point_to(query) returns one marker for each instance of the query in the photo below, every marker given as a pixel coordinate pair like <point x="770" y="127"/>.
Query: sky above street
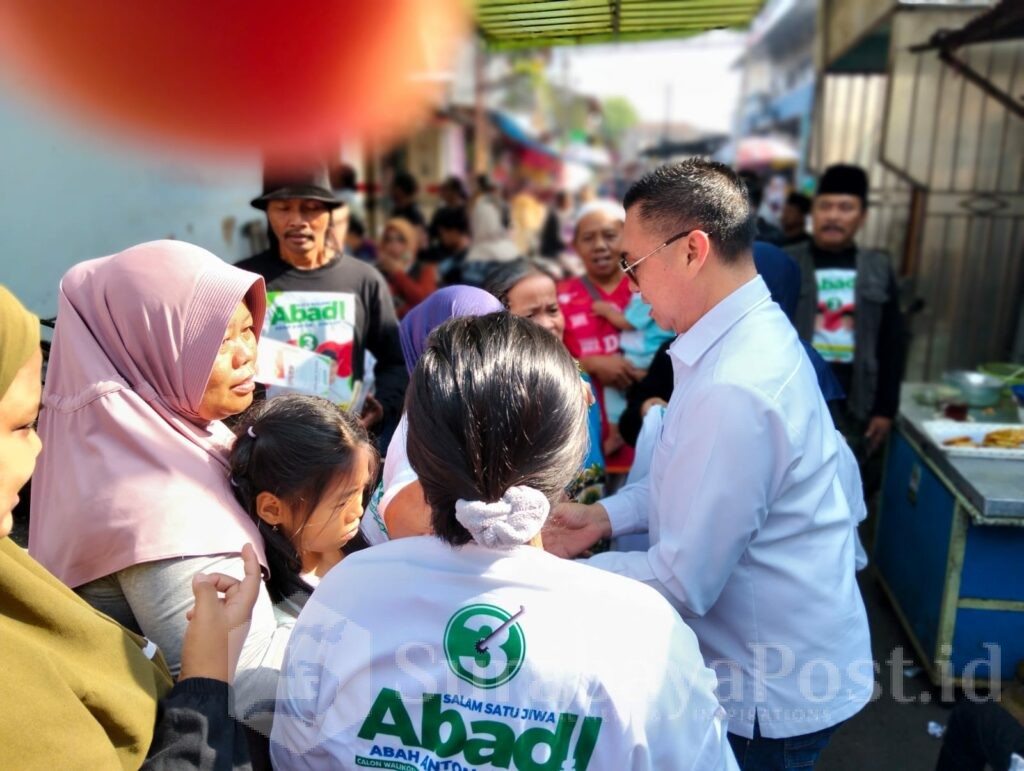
<point x="687" y="81"/>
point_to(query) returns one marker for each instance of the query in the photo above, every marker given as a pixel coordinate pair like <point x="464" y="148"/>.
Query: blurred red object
<point x="284" y="77"/>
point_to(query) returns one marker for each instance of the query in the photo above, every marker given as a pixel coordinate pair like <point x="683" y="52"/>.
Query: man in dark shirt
<point x="794" y="218"/>
<point x="849" y="307"/>
<point x="356" y="315"/>
<point x="454" y="242"/>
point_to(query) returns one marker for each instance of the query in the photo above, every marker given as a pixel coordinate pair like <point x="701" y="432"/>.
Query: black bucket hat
<point x="311" y="183"/>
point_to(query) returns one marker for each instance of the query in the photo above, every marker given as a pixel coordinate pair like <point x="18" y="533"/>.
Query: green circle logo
<point x="482" y="647"/>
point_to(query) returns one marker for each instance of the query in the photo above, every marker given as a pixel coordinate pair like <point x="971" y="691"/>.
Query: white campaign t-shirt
<point x="417" y="655"/>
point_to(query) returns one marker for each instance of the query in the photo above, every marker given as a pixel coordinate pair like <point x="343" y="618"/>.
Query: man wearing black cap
<point x="849" y="308"/>
<point x="323" y="300"/>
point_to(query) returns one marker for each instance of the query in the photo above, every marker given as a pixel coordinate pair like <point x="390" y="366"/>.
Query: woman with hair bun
<point x="473" y="646"/>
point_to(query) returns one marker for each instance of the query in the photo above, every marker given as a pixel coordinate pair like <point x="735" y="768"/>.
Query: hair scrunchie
<point x="511" y="520"/>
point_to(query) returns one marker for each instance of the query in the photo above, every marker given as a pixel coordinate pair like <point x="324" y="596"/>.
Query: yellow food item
<point x="1010" y="438"/>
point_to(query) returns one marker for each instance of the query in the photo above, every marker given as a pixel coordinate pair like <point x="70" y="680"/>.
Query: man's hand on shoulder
<point x="572" y="528"/>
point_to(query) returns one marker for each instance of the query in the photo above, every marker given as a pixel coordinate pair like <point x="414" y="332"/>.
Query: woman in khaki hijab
<point x="77" y="690"/>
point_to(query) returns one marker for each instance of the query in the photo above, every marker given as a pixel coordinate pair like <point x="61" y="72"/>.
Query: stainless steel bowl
<point x="978" y="389"/>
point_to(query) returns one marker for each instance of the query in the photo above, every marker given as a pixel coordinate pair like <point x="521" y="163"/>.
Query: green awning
<point x="527" y="24"/>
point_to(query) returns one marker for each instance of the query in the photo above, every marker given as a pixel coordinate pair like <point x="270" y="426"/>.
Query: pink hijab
<point x="129" y="472"/>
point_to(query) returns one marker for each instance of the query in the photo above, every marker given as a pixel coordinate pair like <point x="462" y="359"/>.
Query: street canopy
<point x="506" y="25"/>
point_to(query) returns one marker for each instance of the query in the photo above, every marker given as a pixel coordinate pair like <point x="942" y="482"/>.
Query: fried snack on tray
<point x="960" y="441"/>
<point x="1008" y="438"/>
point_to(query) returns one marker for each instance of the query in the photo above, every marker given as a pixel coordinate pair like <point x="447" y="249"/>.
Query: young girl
<point x="300" y="467"/>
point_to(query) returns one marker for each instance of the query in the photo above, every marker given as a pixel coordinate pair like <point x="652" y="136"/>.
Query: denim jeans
<point x="761" y="754"/>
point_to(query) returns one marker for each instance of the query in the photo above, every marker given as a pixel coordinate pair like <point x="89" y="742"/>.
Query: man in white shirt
<point x="750" y="528"/>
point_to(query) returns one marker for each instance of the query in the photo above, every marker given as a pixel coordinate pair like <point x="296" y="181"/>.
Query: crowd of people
<point x="221" y="577"/>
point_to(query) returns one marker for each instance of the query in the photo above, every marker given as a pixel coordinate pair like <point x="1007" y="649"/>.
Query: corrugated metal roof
<point x="526" y="24"/>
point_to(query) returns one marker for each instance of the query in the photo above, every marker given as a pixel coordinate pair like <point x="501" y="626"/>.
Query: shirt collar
<point x="693" y="343"/>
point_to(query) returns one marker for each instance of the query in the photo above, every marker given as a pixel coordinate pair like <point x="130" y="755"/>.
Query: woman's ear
<point x="271" y="509"/>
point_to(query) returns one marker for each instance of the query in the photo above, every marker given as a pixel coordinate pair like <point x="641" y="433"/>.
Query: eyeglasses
<point x="630" y="268"/>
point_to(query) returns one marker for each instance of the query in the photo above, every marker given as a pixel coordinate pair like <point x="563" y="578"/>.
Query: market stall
<point x="949" y="543"/>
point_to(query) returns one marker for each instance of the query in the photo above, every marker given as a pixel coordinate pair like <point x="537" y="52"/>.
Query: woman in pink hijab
<point x="154" y="347"/>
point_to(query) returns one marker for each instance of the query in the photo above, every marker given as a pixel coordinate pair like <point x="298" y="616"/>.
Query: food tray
<point x="941" y="430"/>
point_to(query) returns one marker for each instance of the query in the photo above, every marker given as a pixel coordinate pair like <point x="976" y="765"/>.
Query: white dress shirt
<point x="750" y="528"/>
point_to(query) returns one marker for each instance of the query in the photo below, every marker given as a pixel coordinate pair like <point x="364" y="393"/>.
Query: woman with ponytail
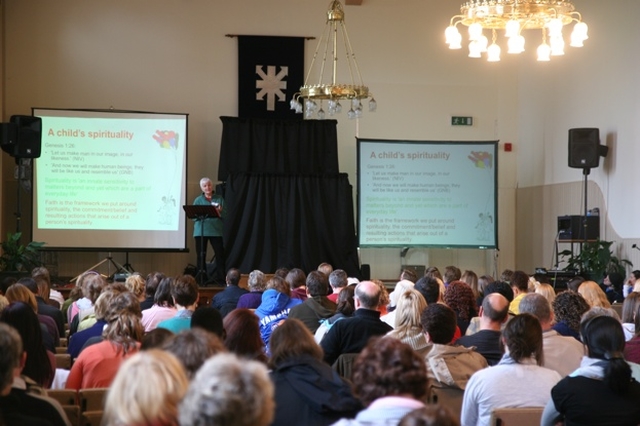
<point x="601" y="391"/>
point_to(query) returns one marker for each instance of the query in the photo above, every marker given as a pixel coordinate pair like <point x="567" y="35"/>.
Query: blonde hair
<point x="147" y="390"/>
<point x="410" y="305"/>
<point x="135" y="284"/>
<point x="20" y="293"/>
<point x="593" y="294"/>
<point x="547" y="291"/>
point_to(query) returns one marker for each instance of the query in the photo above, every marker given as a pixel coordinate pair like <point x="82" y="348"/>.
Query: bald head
<point x="368" y="295"/>
<point x="495" y="307"/>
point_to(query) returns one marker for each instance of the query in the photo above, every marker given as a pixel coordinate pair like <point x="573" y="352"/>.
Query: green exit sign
<point x="462" y="121"/>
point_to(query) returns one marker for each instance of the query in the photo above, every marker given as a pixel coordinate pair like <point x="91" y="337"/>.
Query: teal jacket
<point x="213" y="226"/>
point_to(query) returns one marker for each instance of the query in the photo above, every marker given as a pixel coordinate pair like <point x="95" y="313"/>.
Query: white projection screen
<point x="110" y="180"/>
<point x="427" y="194"/>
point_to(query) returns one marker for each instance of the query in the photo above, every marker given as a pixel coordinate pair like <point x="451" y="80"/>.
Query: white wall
<point x="172" y="55"/>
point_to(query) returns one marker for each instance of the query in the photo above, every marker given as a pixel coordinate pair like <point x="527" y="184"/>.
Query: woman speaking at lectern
<point x="209" y="230"/>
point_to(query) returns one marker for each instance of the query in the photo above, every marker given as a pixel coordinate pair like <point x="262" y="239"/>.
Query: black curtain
<point x="290" y="220"/>
<point x="277" y="146"/>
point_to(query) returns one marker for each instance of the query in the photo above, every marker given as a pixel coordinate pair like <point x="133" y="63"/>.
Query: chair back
<point x="526" y="416"/>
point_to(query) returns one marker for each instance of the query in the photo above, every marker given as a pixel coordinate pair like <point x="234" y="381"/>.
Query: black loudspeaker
<point x="584" y="148"/>
<point x="28" y="136"/>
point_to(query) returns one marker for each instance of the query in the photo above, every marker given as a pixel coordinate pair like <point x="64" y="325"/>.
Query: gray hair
<point x="229" y="392"/>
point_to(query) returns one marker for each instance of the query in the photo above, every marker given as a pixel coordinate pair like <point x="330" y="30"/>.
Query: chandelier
<point x="514" y="16"/>
<point x="326" y="87"/>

• PROMPT
Write out the records in full and exactly, omitting the pictures they hold.

• EXERCISE RESULT
point_to(query) returns one marker for each instance of the query in the photo below, every marker given as a pixel coordinate pair like <point x="770" y="127"/>.
Query: sky above street
<point x="687" y="81"/>
point_to(query) returns one marker for each instance of the query in the photo above, every marker given as a pixel coordinate pair like <point x="464" y="148"/>.
Query: blurred red object
<point x="284" y="77"/>
point_to(query) returns one marker for each instance of the query in the photo above, every marker given as a pixel coordinate pair like <point x="683" y="52"/>.
Query: man in dark shirt
<point x="794" y="218"/>
<point x="849" y="307"/>
<point x="356" y="315"/>
<point x="454" y="242"/>
point_to(query) returns one marker for each instance of the query in the photo above, every marker given as a pixel coordinate pair like <point x="701" y="432"/>.
Query: black bucket hat
<point x="311" y="183"/>
point_to(query) returns one marker for each instance of the query in the photo above, every marker given as a pixel coordinate pair like <point x="18" y="533"/>.
Query: green circle logo
<point x="482" y="647"/>
point_to(query) returns one marker for each instance of the query in the photo above, every marker given as a pixel coordinate pair like <point x="971" y="691"/>.
Query: white campaign t-shirt
<point x="417" y="655"/>
point_to(query) returns one marker for each instance of the query in the photo above, every marker given as a pixel coordinate pair like <point x="343" y="618"/>.
Query: man wearing black cap
<point x="849" y="308"/>
<point x="323" y="300"/>
point_to(query) returns one marker for each instance of the query in the photo above, every marker given as a pixel coordinate pair like <point x="390" y="366"/>.
Query: woman with hair bun
<point x="473" y="646"/>
point_to(query) returns one marker for each instance of the query in the photo above, every marker given as a pixel coordinate pair like <point x="735" y="768"/>.
Query: hair scrunchie
<point x="511" y="520"/>
point_to(query) returns one marker for each instance of the query in the photo above, every marker given as a pixel coordinate pair like <point x="324" y="596"/>.
Query: yellow food item
<point x="1010" y="438"/>
point_to(query) returns one marker for each instance of the query in the photo above, every marker given as a pixel coordinate pair like <point x="70" y="680"/>.
Query: man's hand on shoulder
<point x="572" y="528"/>
point_to(query) returns one marker for each instance of the query in the photo above, every marker given as a pixel coordinate pair like <point x="414" y="332"/>.
Query: woman in khaki hijab
<point x="77" y="690"/>
point_to(query) returns one marker for each instance of the query in the photo above, every marker given as a pixel coordinate pair like <point x="61" y="72"/>.
Query: stainless steel bowl
<point x="978" y="389"/>
point_to(query) returns one marker for each instance of the query in the photo above, every marker given as a pixel coordinate pair like <point x="521" y="163"/>.
Query: green awning
<point x="527" y="24"/>
point_to(query) returns one marker for each instance of the query in the photo above, every marker given as a pixel coordinate pair like <point x="270" y="426"/>.
Query: pink hijab
<point x="129" y="472"/>
point_to(query) returns one marker for each instance of the query in the photo above, every marker given as a pixel coordinate pair like <point x="462" y="359"/>.
Query: street canopy
<point x="506" y="25"/>
point_to(query) returns one marker for each instance of the query in the photo above, every marker given as a pixel coordinate pair like <point x="942" y="482"/>.
Query: fried snack on tray
<point x="960" y="441"/>
<point x="1008" y="438"/>
point_to(query) returns one marker for each instance of the query in the photo above, every marker given as a pixel coordinate pair like <point x="447" y="249"/>.
Query: young girl
<point x="300" y="467"/>
point_to(query) returns one marker for each instance of the query in the photo above, every marker given as a pixel coordinate pair like <point x="652" y="136"/>.
Query: denim jeans
<point x="761" y="754"/>
point_to(query) returns one marker for each instance of the query in the photo above, every marker given as a pixel coordinate pair like <point x="89" y="742"/>.
Query: man in white shirt
<point x="750" y="528"/>
point_to(query) returns one marker for each instance of the query in the photo above, every marker given as a pixel coordinate pair like <point x="296" y="181"/>.
Query: crowd of people
<point x="221" y="577"/>
point_to(query) returns one marker for each instance of the query in the photo above, every marker given as a pixel coordinate pair like <point x="1007" y="649"/>.
Query: corrugated metal roof
<point x="526" y="24"/>
point_to(query) returns one marker for each instance of the query in the photo above, every marker given as a pixel coordinate pair like <point x="501" y="626"/>.
Query: shirt collar
<point x="693" y="343"/>
point_to(query) returns one marker for each instance of the query in the photo above, every marker given as a pixel coordinate pair like <point x="130" y="755"/>.
Query: woman's ear
<point x="271" y="509"/>
point_to(query) returns one marker for each instance of the query in the photo above, every marker given as a pixel coordinate pair like <point x="641" y="433"/>.
Query: eyeglasses
<point x="630" y="268"/>
point_to(query) returns one marker for each instance of the query in the photo above, every marker given as a pixel coordinate pair like <point x="563" y="578"/>.
Query: market stall
<point x="949" y="543"/>
point_to(query) returns one marker for each instance of the query in the photo above, every marker given as a pixel coordinate pair like <point x="537" y="52"/>.
Query: woman in pink hijab
<point x="154" y="347"/>
point_to(query) returns one marker for each instance of the query in the photo above, every marker given as a pixel coordinate pair like <point x="298" y="616"/>.
Query: food tray
<point x="941" y="430"/>
point_to(query) returns one marker for each instance of the query in the photo above, every marker given as a pixel coordinate pair like <point x="976" y="765"/>.
Query: white dress shirt
<point x="750" y="528"/>
point_to(query) returns one marker for each instance of the query in the photo below, every marker given as a pixel coordinate pair like <point x="364" y="393"/>.
Query: woman with ponytail
<point x="601" y="391"/>
point_to(query) returns one marker for each instance of the query in the photo above, every marker given as a pixel coordinate pair like <point x="567" y="35"/>.
Query: blonde hair
<point x="147" y="390"/>
<point x="410" y="305"/>
<point x="135" y="284"/>
<point x="20" y="293"/>
<point x="593" y="294"/>
<point x="547" y="291"/>
point_to(query) returns one marker for each instance of the query in the photo above, every marker given as a pixel coordinate pair like <point x="82" y="348"/>.
Query: bald head
<point x="368" y="295"/>
<point x="495" y="307"/>
point_to(query) returns one marker for each instance of the query in the photo above, every marker given as a pixel coordinate pair like <point x="573" y="352"/>.
Query: green exit sign
<point x="462" y="121"/>
point_to(query) returns one marker for each instance of the query in the photo above, every marker given as a pixel coordinate pair like <point x="91" y="337"/>.
Query: teal jacket
<point x="213" y="226"/>
point_to(query) returns one marker for each instance of the query in the photo above, every marker given as a pixel coordinate pair like <point x="95" y="313"/>.
Query: white projection screen
<point x="110" y="180"/>
<point x="427" y="194"/>
point_to(query) returns one marker for each instance of the query in the photo above, every marker given as a pixel coordinate pair like <point x="451" y="80"/>.
Query: white wall
<point x="172" y="55"/>
point_to(query) returns one marker for each instance of the query in the photo above, every marker given as a pixel coordinate pair like <point x="527" y="184"/>.
Query: woman speaking at lectern
<point x="209" y="230"/>
point_to(query) returns one marker for each instance of the query in the photo above, every marker given as a pixel coordinate pair like <point x="262" y="239"/>.
Query: black curtain
<point x="290" y="220"/>
<point x="277" y="146"/>
point_to(query) returns one marker for each instance of the query in the photo above, every marker given as a pixel coordinate pair like <point x="133" y="63"/>.
Query: chair back
<point x="526" y="416"/>
point_to(query) returns one marker for each instance of the query in the photo above, every marker given as a pixel coordinate pair like <point x="234" y="381"/>.
Query: black loudspeaker
<point x="584" y="148"/>
<point x="28" y="136"/>
point_to(query) returns one marker for each instance of the query in the photo above, every marker given as a pixel coordinate pair like <point x="64" y="325"/>.
Query: gray hair
<point x="229" y="392"/>
point_to(query) returns one marker for each instance of the query in the photo above, every marker given as a pixel coordinate pair like <point x="330" y="30"/>.
Query: chandelier
<point x="514" y="16"/>
<point x="326" y="87"/>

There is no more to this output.